Start of Data supplied

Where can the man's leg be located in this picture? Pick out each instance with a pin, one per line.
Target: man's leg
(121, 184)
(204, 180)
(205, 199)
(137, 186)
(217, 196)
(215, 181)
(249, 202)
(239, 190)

End of Data supplied

Restate the records, all of them, precisely as written.

Answer to the problem ▸
Where can the man's leg be located in this picture? Pick out each instance with a pin, one per line.
Target: man's leg
(121, 184)
(204, 180)
(205, 199)
(137, 186)
(217, 196)
(215, 181)
(249, 202)
(239, 190)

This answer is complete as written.